#### Aim:
Repeat verbatim the lines of the data below, beginning with the line containing "Target: track surface" and continuing to the end.

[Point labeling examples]
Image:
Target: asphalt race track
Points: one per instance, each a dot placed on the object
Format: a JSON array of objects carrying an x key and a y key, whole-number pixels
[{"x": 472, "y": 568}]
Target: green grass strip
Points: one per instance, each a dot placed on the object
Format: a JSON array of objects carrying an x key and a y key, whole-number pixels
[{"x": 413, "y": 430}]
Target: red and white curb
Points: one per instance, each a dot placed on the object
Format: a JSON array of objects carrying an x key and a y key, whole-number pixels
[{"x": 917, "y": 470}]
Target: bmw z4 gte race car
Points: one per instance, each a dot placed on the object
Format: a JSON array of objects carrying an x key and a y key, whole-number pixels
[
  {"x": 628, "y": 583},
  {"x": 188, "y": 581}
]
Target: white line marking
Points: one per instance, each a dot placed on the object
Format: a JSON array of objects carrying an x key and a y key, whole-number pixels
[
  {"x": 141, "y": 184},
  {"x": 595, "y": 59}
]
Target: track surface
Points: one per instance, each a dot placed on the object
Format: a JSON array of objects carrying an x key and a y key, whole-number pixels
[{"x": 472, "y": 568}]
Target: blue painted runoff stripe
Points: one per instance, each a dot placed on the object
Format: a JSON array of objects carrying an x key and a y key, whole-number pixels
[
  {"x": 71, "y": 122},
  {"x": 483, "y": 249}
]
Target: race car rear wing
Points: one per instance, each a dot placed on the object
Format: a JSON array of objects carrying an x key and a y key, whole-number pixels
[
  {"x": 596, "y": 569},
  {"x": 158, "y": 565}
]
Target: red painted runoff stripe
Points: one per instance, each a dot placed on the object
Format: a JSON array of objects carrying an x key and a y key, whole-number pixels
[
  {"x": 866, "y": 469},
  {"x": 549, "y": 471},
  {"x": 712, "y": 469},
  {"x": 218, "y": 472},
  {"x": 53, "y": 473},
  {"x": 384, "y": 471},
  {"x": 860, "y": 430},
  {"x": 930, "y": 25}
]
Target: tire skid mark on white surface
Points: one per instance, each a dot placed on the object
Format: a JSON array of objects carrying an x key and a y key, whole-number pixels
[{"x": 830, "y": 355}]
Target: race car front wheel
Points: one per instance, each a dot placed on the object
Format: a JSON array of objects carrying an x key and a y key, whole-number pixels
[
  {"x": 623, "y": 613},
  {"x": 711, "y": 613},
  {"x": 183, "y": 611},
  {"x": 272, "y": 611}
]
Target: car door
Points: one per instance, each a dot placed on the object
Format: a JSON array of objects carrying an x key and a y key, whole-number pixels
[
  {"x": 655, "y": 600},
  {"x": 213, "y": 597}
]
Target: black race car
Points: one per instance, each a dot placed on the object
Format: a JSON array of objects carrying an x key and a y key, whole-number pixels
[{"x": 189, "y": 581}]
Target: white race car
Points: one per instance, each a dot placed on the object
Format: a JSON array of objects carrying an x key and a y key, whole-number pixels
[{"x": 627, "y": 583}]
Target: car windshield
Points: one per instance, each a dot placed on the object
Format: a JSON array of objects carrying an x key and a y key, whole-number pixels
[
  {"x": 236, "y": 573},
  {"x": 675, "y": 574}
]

#### Written response:
Target: track surface
Points: one per instance, each a dot placed on the object
Format: a JSON array of objects carrying an x key and a y key, whole-number pixels
[{"x": 472, "y": 568}]
Target: blue painted runoff stripe
Points: one per instance, each a dot placed on the object
Format: a JSON array of objects carrying an x key and a y key, whole-number pixels
[
  {"x": 71, "y": 122},
  {"x": 483, "y": 249}
]
Target: race car rear wing
Points: one per instance, each a dot placed on the object
Format: a JSON array of objects carrying an x key and a y key, whole-number pixels
[
  {"x": 596, "y": 569},
  {"x": 158, "y": 565}
]
Target: red painted runoff stripe
Points: one per instance, each a dot placed on the object
Format: a JSON array of objects carrying an x key and a y key, whole-number pixels
[
  {"x": 866, "y": 469},
  {"x": 549, "y": 471},
  {"x": 712, "y": 469},
  {"x": 218, "y": 472},
  {"x": 53, "y": 473},
  {"x": 384, "y": 471},
  {"x": 860, "y": 430},
  {"x": 930, "y": 25}
]
Target: tire skid mark on white surface
Points: one per instance, each a dot placed on the object
Format: a JSON array of objects carrying an x key and a y key, whole-number pixels
[{"x": 830, "y": 355}]
Target: race car front wheel
Points: one per instance, each a dot placed on the object
Format: a JSON array of objects carrying an x key and a y key, whole-number pixels
[
  {"x": 623, "y": 613},
  {"x": 711, "y": 613},
  {"x": 183, "y": 611},
  {"x": 272, "y": 611}
]
Target: car door
Points: one per instance, each a dot placed on the object
Format: a JSON array of objects carrying an x key and a y key, whole-number pixels
[
  {"x": 655, "y": 600},
  {"x": 213, "y": 597}
]
Target: black race car
Points: one per instance, each a dot placed on the object
Format: a JSON array of objects carrying an x key and a y key, whole-number pixels
[{"x": 189, "y": 581}]
Target: white race car
Points: one per instance, each a dot placed on the object
Format: a JSON array of objects carrying an x key and a y key, whole-number pixels
[{"x": 627, "y": 583}]
Target: car windshield
Points: one per instance, each a dot placed on the object
Format: a JSON array of objects carrying an x key and a y key, whole-number pixels
[
  {"x": 236, "y": 573},
  {"x": 675, "y": 574}
]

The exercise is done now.